## Task details:
Copy out each line in the items below that contains the string "mineral". Case counts.

-- Recorded data start --

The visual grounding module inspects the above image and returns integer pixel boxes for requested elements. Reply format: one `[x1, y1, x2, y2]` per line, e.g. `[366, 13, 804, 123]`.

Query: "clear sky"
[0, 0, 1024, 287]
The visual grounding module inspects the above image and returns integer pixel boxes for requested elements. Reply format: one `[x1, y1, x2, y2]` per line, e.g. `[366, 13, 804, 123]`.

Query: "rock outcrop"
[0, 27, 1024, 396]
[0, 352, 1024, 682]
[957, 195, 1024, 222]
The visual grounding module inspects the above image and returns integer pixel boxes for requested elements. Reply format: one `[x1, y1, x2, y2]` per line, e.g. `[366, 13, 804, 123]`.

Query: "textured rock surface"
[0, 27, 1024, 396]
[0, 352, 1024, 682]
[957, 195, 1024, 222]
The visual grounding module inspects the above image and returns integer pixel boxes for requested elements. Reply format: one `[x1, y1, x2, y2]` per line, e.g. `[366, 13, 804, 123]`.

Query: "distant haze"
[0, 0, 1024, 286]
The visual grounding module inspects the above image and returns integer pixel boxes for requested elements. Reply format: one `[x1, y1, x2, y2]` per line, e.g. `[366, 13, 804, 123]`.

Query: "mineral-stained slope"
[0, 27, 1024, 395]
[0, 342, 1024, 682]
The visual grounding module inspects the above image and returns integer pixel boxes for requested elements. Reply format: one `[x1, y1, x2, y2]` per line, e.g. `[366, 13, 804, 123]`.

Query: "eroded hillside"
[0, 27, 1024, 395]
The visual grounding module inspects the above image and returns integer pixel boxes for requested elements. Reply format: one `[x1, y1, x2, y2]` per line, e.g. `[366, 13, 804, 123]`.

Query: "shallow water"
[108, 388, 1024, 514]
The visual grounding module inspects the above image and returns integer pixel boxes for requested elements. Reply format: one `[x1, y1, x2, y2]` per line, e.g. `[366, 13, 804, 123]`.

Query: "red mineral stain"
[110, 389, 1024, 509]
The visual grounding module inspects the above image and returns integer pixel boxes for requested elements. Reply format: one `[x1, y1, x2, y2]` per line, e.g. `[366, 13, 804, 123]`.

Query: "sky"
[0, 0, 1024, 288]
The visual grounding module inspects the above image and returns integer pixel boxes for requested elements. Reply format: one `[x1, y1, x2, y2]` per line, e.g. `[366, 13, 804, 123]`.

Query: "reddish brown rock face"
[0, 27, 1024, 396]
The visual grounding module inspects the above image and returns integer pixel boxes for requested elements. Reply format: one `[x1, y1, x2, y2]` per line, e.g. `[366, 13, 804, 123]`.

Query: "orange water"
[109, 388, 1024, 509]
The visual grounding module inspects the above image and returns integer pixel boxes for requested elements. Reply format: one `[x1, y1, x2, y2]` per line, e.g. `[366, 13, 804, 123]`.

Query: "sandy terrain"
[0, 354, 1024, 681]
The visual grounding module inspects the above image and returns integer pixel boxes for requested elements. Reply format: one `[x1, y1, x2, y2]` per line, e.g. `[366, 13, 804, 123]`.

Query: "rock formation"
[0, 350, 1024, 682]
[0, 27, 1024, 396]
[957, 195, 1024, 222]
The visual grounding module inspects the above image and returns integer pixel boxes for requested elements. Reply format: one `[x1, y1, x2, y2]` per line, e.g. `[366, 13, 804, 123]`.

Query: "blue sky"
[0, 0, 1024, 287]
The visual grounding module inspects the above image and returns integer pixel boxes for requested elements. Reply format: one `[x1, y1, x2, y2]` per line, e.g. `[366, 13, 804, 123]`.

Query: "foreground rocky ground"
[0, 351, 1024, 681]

-- Recorded data end --

## The completed task:
Query: "mineral-stained slope"
Query: "red mineral stain"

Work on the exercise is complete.